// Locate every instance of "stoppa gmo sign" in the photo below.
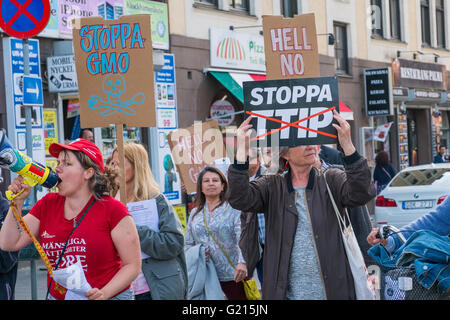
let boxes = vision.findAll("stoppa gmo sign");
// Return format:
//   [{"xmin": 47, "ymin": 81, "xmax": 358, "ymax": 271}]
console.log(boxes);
[{"xmin": 244, "ymin": 77, "xmax": 339, "ymax": 146}]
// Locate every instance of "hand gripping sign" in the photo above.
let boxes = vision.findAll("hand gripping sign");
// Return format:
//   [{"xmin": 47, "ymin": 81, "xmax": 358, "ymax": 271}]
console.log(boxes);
[{"xmin": 244, "ymin": 77, "xmax": 339, "ymax": 146}]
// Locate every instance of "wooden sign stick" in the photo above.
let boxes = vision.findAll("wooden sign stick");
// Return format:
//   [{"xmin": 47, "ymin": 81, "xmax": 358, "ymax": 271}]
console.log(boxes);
[{"xmin": 116, "ymin": 123, "xmax": 127, "ymax": 205}]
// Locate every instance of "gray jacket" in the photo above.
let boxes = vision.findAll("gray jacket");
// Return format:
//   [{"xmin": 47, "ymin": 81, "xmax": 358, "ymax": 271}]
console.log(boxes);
[
  {"xmin": 137, "ymin": 194, "xmax": 188, "ymax": 300},
  {"xmin": 185, "ymin": 244, "xmax": 224, "ymax": 300}
]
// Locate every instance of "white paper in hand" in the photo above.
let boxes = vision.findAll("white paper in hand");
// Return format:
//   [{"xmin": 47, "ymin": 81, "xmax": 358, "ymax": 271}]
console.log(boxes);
[{"xmin": 53, "ymin": 260, "xmax": 92, "ymax": 300}]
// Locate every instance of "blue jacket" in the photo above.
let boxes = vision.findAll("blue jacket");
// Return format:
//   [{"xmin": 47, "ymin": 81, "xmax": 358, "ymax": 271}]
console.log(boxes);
[
  {"xmin": 369, "ymin": 231, "xmax": 450, "ymax": 293},
  {"xmin": 185, "ymin": 244, "xmax": 224, "ymax": 300},
  {"xmin": 386, "ymin": 197, "xmax": 450, "ymax": 252},
  {"xmin": 136, "ymin": 194, "xmax": 188, "ymax": 300}
]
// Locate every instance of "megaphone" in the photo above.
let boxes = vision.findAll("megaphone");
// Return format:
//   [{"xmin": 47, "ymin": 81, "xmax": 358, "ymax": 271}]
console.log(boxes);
[{"xmin": 0, "ymin": 128, "xmax": 59, "ymax": 200}]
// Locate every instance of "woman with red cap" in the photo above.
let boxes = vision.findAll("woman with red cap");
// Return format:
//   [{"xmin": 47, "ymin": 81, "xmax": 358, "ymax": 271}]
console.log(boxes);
[{"xmin": 0, "ymin": 139, "xmax": 141, "ymax": 300}]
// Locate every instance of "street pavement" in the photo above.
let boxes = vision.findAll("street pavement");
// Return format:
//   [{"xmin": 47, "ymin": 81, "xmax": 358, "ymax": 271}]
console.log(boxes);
[{"xmin": 11, "ymin": 214, "xmax": 374, "ymax": 300}]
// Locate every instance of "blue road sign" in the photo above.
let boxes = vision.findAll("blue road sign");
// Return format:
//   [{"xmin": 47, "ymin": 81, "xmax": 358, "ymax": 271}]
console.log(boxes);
[
  {"xmin": 23, "ymin": 76, "xmax": 44, "ymax": 107},
  {"xmin": 0, "ymin": 0, "xmax": 50, "ymax": 38}
]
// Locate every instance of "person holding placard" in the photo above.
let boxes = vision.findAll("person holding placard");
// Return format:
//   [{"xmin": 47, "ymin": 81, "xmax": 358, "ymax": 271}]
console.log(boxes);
[
  {"xmin": 185, "ymin": 167, "xmax": 248, "ymax": 300},
  {"xmin": 0, "ymin": 139, "xmax": 141, "ymax": 300},
  {"xmin": 228, "ymin": 112, "xmax": 375, "ymax": 300},
  {"xmin": 111, "ymin": 142, "xmax": 188, "ymax": 300}
]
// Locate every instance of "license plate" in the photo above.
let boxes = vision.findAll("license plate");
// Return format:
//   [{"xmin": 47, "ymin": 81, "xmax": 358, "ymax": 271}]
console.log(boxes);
[{"xmin": 403, "ymin": 200, "xmax": 433, "ymax": 210}]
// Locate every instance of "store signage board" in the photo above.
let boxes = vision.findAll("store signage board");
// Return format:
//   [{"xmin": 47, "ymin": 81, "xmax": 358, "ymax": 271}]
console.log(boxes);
[
  {"xmin": 364, "ymin": 68, "xmax": 394, "ymax": 116},
  {"xmin": 73, "ymin": 15, "xmax": 156, "ymax": 128},
  {"xmin": 244, "ymin": 77, "xmax": 339, "ymax": 147},
  {"xmin": 0, "ymin": 0, "xmax": 50, "ymax": 39},
  {"xmin": 209, "ymin": 28, "xmax": 266, "ymax": 72},
  {"xmin": 167, "ymin": 120, "xmax": 226, "ymax": 194},
  {"xmin": 262, "ymin": 13, "xmax": 320, "ymax": 80},
  {"xmin": 392, "ymin": 59, "xmax": 447, "ymax": 90},
  {"xmin": 47, "ymin": 55, "xmax": 78, "ymax": 92}
]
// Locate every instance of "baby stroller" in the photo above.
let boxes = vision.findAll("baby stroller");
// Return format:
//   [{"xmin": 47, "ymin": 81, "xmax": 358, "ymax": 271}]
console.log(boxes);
[{"xmin": 368, "ymin": 226, "xmax": 450, "ymax": 300}]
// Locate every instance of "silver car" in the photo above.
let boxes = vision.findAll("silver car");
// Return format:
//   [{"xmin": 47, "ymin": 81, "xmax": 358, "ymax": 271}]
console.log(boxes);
[{"xmin": 375, "ymin": 163, "xmax": 450, "ymax": 228}]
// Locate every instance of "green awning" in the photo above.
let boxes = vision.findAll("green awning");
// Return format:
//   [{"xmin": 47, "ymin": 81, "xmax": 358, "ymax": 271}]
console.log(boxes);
[{"xmin": 209, "ymin": 71, "xmax": 244, "ymax": 103}]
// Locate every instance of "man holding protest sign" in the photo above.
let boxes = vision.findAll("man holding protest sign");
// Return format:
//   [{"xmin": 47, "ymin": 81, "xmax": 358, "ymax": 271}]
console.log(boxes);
[{"xmin": 228, "ymin": 110, "xmax": 375, "ymax": 300}]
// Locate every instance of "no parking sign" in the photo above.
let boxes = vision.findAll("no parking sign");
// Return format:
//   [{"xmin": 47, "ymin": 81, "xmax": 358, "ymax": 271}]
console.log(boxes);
[{"xmin": 0, "ymin": 0, "xmax": 50, "ymax": 39}]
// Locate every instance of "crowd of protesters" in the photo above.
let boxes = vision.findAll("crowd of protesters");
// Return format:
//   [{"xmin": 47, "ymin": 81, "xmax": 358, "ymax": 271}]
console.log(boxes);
[{"xmin": 0, "ymin": 112, "xmax": 450, "ymax": 300}]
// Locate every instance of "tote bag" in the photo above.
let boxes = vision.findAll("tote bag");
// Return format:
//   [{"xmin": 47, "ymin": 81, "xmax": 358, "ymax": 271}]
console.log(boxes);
[{"xmin": 325, "ymin": 177, "xmax": 376, "ymax": 300}]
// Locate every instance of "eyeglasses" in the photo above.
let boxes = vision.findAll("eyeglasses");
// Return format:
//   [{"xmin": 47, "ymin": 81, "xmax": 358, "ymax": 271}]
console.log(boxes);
[{"xmin": 56, "ymin": 160, "xmax": 72, "ymax": 168}]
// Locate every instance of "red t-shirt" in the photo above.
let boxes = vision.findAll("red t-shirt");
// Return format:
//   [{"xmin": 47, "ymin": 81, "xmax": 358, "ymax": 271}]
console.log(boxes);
[{"xmin": 30, "ymin": 193, "xmax": 129, "ymax": 300}]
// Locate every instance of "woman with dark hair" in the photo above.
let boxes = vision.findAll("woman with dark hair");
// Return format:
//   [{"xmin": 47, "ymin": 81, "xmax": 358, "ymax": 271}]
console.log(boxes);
[
  {"xmin": 185, "ymin": 167, "xmax": 247, "ymax": 300},
  {"xmin": 0, "ymin": 139, "xmax": 141, "ymax": 300},
  {"xmin": 373, "ymin": 150, "xmax": 397, "ymax": 194}
]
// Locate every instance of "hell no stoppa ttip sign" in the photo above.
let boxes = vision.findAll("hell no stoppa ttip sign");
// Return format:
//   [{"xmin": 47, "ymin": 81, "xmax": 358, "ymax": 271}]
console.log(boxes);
[
  {"xmin": 244, "ymin": 77, "xmax": 339, "ymax": 146},
  {"xmin": 0, "ymin": 0, "xmax": 50, "ymax": 39}
]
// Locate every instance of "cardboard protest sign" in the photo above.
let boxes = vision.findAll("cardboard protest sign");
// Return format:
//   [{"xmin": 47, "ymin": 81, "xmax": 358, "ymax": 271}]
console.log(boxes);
[
  {"xmin": 262, "ymin": 13, "xmax": 320, "ymax": 80},
  {"xmin": 167, "ymin": 120, "xmax": 226, "ymax": 194},
  {"xmin": 73, "ymin": 14, "xmax": 156, "ymax": 128},
  {"xmin": 244, "ymin": 77, "xmax": 339, "ymax": 146}
]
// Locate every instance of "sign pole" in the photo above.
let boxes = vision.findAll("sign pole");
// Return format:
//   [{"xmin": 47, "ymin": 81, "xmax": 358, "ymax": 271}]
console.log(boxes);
[
  {"xmin": 116, "ymin": 124, "xmax": 127, "ymax": 205},
  {"xmin": 22, "ymin": 38, "xmax": 37, "ymax": 300}
]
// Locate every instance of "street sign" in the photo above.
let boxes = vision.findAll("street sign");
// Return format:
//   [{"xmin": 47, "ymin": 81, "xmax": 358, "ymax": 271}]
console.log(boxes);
[
  {"xmin": 23, "ymin": 76, "xmax": 44, "ymax": 106},
  {"xmin": 0, "ymin": 0, "xmax": 50, "ymax": 39}
]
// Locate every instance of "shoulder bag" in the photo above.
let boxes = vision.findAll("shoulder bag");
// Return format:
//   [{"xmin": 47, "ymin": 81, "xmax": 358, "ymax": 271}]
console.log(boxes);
[
  {"xmin": 324, "ymin": 175, "xmax": 376, "ymax": 300},
  {"xmin": 203, "ymin": 209, "xmax": 261, "ymax": 300}
]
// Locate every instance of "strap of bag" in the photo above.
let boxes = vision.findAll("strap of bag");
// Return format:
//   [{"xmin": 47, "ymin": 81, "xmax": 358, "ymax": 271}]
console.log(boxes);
[
  {"xmin": 203, "ymin": 208, "xmax": 235, "ymax": 269},
  {"xmin": 324, "ymin": 173, "xmax": 350, "ymax": 232}
]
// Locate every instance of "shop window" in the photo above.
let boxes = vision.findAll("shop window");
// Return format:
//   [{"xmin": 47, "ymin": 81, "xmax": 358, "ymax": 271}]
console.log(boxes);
[
  {"xmin": 196, "ymin": 0, "xmax": 217, "ymax": 7},
  {"xmin": 436, "ymin": 0, "xmax": 447, "ymax": 48},
  {"xmin": 420, "ymin": 0, "xmax": 431, "ymax": 46},
  {"xmin": 389, "ymin": 0, "xmax": 402, "ymax": 40},
  {"xmin": 334, "ymin": 23, "xmax": 349, "ymax": 74},
  {"xmin": 370, "ymin": 0, "xmax": 384, "ymax": 38}
]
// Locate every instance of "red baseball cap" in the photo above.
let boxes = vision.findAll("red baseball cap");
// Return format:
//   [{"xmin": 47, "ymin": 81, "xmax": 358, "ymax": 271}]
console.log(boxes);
[{"xmin": 48, "ymin": 139, "xmax": 105, "ymax": 172}]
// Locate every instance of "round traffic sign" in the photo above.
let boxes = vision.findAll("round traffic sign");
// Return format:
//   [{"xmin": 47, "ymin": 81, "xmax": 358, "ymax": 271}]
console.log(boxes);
[{"xmin": 0, "ymin": 0, "xmax": 50, "ymax": 39}]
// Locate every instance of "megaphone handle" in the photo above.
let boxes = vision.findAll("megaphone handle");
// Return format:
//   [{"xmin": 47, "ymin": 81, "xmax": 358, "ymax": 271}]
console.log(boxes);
[
  {"xmin": 5, "ymin": 189, "xmax": 25, "ymax": 201},
  {"xmin": 5, "ymin": 177, "xmax": 37, "ymax": 201}
]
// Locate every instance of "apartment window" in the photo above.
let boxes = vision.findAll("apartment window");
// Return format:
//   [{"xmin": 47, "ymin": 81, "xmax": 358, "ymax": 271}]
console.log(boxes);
[
  {"xmin": 389, "ymin": 0, "xmax": 402, "ymax": 40},
  {"xmin": 334, "ymin": 23, "xmax": 349, "ymax": 74},
  {"xmin": 436, "ymin": 0, "xmax": 446, "ymax": 48},
  {"xmin": 370, "ymin": 0, "xmax": 384, "ymax": 38},
  {"xmin": 420, "ymin": 0, "xmax": 431, "ymax": 46},
  {"xmin": 281, "ymin": 0, "xmax": 298, "ymax": 18},
  {"xmin": 229, "ymin": 0, "xmax": 249, "ymax": 11},
  {"xmin": 195, "ymin": 0, "xmax": 218, "ymax": 7}
]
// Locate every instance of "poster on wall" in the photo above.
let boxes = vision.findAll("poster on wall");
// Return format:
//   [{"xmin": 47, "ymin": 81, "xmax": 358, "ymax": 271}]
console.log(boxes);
[
  {"xmin": 152, "ymin": 53, "xmax": 182, "ymax": 204},
  {"xmin": 44, "ymin": 109, "xmax": 58, "ymax": 156},
  {"xmin": 37, "ymin": 0, "xmax": 61, "ymax": 38}
]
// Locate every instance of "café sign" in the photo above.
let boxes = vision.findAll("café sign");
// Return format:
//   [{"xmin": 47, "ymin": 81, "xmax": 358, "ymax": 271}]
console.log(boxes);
[{"xmin": 209, "ymin": 29, "xmax": 266, "ymax": 72}]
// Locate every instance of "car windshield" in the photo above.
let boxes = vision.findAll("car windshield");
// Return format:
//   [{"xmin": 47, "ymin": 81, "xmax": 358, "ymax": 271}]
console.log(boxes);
[{"xmin": 390, "ymin": 168, "xmax": 450, "ymax": 187}]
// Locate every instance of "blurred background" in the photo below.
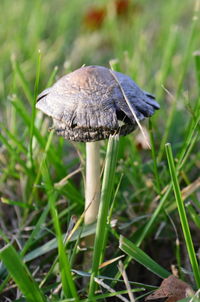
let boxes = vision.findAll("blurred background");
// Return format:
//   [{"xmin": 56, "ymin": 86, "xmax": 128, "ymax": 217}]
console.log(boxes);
[{"xmin": 0, "ymin": 0, "xmax": 200, "ymax": 298}]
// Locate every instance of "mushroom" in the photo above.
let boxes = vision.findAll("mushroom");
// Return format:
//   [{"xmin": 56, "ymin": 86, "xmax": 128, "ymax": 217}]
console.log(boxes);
[{"xmin": 36, "ymin": 66, "xmax": 159, "ymax": 264}]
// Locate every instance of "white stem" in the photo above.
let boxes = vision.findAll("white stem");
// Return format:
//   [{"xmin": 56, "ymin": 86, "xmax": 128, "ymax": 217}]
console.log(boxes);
[{"xmin": 85, "ymin": 142, "xmax": 100, "ymax": 224}]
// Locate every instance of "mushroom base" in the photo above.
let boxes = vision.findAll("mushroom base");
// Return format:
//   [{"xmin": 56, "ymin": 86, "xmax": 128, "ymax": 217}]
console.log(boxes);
[{"xmin": 51, "ymin": 120, "xmax": 137, "ymax": 142}]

···

→ **What this task involves**:
Pull out every line of the listing above that contains the string "street", treating uppercase and lowercase as different.

→ **Response to the exercise**:
// Locate every instance of "street pavement" in the photo above.
let boxes = vision.findAll("street pavement");
// Locate every instance of "street sign" in the photo above.
let boxes = vision.findAll("street sign");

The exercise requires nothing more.